[Dataset extract]:
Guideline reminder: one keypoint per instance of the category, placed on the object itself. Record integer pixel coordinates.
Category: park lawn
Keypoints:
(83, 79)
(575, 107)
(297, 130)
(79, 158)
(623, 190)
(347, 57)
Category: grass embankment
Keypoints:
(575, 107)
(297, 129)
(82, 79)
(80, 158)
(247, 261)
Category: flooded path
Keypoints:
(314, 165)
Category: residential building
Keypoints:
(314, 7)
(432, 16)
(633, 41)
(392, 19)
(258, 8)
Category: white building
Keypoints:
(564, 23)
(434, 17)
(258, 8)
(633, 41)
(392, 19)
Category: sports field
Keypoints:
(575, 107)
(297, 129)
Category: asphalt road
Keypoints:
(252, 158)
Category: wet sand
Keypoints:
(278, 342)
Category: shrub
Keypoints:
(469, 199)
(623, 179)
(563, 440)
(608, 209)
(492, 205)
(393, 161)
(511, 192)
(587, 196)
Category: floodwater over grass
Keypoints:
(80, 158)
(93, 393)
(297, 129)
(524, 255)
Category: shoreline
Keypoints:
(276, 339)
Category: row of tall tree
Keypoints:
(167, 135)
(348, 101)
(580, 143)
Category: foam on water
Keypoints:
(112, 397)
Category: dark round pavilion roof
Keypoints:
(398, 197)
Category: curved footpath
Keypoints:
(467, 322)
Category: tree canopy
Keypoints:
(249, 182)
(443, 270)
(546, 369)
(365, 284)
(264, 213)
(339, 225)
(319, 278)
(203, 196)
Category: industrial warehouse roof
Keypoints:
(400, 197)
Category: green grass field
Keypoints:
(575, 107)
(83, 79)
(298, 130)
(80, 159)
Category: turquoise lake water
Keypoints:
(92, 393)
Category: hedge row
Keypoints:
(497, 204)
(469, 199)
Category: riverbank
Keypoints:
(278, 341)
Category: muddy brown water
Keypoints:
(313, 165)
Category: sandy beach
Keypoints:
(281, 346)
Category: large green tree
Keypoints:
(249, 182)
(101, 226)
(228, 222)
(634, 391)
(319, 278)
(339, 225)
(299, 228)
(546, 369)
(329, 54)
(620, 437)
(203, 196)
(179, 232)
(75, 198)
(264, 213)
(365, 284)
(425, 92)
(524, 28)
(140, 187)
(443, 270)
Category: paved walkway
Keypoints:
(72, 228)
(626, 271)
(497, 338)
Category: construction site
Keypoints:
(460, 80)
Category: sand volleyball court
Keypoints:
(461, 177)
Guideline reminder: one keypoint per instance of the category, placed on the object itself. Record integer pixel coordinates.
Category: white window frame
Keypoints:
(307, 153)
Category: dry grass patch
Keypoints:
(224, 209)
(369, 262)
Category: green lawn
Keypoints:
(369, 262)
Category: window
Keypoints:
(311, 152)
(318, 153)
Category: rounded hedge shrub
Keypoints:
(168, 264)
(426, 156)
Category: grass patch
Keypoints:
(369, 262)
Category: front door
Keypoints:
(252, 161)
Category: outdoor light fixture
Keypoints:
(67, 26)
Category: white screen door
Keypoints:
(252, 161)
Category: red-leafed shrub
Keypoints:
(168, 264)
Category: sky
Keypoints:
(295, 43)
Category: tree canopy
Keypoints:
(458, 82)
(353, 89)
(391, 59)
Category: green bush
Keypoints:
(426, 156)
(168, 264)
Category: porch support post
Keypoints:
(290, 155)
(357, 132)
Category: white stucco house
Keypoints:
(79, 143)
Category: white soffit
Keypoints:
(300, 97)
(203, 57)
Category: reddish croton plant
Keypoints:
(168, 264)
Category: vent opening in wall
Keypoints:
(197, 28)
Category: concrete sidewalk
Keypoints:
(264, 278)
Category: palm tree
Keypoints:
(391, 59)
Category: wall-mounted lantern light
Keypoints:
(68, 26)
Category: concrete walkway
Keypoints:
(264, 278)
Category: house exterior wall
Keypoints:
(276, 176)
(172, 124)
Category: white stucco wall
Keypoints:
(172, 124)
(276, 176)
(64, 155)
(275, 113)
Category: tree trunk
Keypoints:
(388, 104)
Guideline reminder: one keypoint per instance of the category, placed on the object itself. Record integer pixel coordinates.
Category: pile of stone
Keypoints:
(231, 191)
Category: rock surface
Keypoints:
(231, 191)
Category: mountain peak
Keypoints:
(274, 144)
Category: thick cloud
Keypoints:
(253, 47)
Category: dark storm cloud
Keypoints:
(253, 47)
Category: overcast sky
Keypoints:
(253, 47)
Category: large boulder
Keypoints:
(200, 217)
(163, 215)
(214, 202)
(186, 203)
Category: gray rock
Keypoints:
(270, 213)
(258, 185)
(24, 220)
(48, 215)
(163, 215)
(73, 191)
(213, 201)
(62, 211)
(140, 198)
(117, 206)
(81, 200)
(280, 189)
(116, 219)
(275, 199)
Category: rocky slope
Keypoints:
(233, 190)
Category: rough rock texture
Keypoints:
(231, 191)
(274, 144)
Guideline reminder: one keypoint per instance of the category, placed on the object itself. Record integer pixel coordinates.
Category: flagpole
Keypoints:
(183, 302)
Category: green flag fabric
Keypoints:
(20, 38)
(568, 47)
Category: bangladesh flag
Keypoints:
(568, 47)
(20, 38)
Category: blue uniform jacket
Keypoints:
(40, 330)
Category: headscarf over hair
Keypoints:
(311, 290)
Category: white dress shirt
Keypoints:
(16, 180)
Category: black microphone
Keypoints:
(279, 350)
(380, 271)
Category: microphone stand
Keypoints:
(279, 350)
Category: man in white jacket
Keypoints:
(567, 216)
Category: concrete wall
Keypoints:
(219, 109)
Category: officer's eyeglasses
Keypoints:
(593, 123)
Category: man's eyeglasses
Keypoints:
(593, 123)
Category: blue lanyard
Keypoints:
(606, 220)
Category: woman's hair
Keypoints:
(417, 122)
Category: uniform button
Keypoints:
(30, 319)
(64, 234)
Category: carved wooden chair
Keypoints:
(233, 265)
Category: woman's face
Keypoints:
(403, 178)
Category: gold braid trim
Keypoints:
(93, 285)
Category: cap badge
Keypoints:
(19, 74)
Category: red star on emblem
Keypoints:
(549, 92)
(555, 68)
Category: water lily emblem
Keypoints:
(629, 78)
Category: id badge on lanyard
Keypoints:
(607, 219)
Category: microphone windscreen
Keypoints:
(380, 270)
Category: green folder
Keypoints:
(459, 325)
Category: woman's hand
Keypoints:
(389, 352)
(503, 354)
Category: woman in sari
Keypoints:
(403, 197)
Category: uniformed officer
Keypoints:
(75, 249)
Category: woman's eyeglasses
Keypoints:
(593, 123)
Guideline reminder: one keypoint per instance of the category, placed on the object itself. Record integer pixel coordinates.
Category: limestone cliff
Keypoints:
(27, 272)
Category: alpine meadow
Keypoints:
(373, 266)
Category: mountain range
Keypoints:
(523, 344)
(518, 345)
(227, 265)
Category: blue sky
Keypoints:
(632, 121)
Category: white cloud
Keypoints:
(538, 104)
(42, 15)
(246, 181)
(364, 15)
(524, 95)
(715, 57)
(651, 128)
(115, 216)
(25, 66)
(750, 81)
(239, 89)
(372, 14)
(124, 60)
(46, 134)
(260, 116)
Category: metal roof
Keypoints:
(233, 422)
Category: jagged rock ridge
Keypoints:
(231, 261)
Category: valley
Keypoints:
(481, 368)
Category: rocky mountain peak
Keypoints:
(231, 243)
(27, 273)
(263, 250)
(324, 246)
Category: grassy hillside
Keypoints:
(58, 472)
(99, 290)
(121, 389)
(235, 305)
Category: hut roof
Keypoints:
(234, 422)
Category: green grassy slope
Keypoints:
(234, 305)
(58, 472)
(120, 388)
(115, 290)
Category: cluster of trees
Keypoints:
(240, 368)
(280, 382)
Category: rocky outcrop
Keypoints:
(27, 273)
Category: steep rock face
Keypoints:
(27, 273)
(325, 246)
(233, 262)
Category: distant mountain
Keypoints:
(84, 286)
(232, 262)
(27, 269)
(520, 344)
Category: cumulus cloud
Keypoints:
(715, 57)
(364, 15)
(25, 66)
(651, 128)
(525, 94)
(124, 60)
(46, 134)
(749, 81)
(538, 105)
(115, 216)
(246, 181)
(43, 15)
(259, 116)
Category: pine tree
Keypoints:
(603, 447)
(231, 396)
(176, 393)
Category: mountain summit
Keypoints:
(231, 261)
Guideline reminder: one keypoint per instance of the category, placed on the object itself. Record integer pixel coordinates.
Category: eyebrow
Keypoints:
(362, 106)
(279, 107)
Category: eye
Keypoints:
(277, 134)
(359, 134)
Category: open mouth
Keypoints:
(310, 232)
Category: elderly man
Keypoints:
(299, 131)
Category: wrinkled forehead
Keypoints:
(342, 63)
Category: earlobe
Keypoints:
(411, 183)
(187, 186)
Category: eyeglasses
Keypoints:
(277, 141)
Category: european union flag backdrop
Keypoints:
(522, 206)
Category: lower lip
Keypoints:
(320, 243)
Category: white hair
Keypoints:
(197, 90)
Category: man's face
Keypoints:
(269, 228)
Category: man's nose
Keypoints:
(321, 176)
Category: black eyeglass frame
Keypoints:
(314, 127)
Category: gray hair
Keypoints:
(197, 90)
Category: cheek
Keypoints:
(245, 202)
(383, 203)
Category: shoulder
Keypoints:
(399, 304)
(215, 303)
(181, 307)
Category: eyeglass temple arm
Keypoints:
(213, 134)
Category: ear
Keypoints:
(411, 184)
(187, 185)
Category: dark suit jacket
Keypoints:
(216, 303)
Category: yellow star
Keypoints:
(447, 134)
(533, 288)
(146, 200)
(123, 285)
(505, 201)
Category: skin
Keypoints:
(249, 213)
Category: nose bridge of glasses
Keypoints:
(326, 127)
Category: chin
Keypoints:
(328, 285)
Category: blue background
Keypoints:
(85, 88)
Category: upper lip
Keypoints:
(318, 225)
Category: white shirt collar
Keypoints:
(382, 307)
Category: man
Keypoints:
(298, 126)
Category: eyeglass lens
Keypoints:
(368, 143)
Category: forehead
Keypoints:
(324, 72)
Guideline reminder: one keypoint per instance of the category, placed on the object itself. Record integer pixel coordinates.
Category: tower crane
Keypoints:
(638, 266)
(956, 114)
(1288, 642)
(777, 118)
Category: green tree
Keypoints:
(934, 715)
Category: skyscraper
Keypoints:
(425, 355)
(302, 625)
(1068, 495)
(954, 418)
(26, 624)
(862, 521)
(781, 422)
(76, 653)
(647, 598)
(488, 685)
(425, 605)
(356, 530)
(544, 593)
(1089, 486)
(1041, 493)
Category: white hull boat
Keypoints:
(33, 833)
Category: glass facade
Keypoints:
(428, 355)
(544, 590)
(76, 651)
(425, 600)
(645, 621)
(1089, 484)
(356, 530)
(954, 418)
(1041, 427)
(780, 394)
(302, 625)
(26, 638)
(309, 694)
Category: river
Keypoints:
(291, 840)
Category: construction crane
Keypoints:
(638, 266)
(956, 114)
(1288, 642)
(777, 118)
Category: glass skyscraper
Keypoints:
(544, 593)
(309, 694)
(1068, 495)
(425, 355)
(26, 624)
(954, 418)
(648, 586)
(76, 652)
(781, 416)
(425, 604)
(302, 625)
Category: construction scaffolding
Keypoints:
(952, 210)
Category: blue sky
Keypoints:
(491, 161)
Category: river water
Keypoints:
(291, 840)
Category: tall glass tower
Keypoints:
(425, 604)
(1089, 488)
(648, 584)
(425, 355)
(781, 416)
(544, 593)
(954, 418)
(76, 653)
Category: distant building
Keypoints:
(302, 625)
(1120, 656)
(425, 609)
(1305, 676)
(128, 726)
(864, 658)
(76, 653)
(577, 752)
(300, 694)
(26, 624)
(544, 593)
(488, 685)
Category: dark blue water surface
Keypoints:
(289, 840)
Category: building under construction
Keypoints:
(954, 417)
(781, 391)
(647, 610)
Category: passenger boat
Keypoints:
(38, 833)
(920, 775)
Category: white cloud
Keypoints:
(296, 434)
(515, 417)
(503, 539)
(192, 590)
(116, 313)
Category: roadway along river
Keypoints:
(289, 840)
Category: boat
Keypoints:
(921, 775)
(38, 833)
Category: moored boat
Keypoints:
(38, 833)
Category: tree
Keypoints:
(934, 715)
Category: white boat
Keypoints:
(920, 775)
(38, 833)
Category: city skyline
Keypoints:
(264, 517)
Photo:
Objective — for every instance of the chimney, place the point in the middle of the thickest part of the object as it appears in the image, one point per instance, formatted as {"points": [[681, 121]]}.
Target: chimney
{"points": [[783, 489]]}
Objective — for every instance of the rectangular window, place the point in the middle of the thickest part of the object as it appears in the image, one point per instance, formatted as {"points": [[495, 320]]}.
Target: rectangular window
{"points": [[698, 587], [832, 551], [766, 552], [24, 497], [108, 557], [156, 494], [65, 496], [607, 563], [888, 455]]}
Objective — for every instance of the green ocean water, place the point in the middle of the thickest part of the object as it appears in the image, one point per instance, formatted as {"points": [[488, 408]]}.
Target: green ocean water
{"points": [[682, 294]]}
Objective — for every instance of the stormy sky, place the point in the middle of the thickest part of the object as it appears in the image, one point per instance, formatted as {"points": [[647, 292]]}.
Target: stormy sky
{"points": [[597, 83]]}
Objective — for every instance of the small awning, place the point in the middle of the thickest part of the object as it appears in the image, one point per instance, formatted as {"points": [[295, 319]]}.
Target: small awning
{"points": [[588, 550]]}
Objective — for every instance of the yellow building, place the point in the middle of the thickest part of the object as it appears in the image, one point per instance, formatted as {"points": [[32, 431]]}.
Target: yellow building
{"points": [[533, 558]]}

[What the task asks]:
Select every line of the material above holding the word "mountain" and copy it.

[Task response]:
Category: mountain peak
Category: mountain range
Category: rocky mountain peak
Category: distant mountain
Category: mountain summit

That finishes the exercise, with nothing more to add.